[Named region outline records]
__________

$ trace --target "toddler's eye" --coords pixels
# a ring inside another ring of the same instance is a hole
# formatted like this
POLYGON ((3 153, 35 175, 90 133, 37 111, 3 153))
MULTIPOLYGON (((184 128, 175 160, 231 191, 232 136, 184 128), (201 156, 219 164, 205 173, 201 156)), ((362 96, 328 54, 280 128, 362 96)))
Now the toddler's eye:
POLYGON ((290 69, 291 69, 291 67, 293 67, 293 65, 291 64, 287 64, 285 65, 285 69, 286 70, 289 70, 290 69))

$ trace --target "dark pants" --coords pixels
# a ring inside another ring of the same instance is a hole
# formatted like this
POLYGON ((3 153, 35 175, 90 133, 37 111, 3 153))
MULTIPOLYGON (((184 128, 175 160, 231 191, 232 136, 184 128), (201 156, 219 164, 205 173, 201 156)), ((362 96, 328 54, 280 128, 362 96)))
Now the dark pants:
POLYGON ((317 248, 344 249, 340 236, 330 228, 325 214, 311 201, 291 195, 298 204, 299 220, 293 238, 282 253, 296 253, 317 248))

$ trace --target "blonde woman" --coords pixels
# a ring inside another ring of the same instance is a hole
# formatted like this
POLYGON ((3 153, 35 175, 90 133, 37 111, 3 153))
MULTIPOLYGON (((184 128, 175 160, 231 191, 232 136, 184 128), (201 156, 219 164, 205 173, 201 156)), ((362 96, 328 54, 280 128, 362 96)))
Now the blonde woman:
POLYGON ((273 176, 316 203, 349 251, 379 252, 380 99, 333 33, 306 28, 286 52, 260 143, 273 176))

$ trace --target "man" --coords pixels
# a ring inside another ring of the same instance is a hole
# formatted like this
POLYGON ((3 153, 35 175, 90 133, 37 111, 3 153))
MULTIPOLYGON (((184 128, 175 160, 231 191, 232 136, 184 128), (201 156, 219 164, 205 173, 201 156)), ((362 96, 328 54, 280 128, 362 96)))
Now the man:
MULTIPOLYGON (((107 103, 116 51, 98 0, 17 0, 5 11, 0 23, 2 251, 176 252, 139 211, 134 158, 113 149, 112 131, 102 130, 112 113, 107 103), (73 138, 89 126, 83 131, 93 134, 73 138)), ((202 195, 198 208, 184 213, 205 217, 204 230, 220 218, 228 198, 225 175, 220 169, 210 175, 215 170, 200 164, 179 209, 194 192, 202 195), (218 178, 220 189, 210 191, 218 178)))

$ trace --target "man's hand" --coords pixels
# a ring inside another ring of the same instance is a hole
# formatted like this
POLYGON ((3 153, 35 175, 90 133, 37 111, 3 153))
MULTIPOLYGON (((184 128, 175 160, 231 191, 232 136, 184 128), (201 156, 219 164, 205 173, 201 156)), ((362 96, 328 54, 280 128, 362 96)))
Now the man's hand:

__________

• _EXERCISE BRIEF_
Please echo the lines above word for word, starting with the very first line and stopping after the line that contains "POLYGON ((290 69, 291".

• _SOLUTION FOR THIS PROBLEM_
$ trace --target "toddler's eye" --coords pixels
# a ring inside another ring of the same instance is a hole
# formatted like this
POLYGON ((3 153, 35 175, 90 133, 37 111, 3 153))
MULTIPOLYGON (((184 128, 175 160, 231 191, 232 136, 184 128), (201 156, 219 164, 205 173, 201 156)), ((362 96, 328 54, 280 128, 362 96)))
Now the toddler's eye:
POLYGON ((290 69, 291 69, 291 67, 293 67, 293 65, 291 64, 287 64, 285 65, 285 69, 286 70, 289 70, 290 69))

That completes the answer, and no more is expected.